**SUPPLIED DATA:**
──────────

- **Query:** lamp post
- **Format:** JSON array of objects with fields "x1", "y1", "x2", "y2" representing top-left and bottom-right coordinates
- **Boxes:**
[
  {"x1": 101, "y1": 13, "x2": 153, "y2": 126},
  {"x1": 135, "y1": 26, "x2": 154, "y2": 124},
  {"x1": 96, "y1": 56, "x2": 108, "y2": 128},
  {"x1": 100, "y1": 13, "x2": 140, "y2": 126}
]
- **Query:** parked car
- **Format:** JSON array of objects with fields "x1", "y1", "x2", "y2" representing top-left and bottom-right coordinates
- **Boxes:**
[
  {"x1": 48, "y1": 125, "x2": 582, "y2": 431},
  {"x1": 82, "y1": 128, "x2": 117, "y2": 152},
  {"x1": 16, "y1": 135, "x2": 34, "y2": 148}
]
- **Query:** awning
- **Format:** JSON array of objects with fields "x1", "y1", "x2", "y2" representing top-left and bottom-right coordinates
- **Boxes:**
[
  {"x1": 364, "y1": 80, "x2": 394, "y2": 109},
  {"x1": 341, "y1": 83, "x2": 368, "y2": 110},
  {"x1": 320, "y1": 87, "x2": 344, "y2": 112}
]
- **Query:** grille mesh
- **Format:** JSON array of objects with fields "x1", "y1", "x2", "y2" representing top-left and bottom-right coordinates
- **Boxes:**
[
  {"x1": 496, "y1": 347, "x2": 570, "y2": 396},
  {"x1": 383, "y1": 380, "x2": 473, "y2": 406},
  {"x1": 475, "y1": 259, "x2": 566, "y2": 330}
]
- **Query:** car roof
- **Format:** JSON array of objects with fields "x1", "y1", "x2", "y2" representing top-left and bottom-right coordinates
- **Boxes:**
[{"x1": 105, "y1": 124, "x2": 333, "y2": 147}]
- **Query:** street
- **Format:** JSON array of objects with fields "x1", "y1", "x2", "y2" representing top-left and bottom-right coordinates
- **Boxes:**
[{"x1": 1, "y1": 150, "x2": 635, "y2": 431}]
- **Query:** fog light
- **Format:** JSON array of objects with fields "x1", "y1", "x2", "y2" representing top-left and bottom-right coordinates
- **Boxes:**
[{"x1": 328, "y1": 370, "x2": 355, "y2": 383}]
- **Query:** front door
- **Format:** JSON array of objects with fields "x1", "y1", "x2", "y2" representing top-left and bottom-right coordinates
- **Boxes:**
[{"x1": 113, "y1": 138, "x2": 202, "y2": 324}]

──────────

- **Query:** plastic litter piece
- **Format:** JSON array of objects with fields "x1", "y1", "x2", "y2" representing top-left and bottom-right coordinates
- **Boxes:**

──────────

Copy out the lines of the records above in which the string "Query" appears.

- **Query:** lamp post
- **Query:** parked car
- **Query:** awning
- **Query:** grille mesh
- **Query:** car roof
- **Query:** street
- **Query:** fog light
- **Query:** front door
- **Query:** plastic litter piece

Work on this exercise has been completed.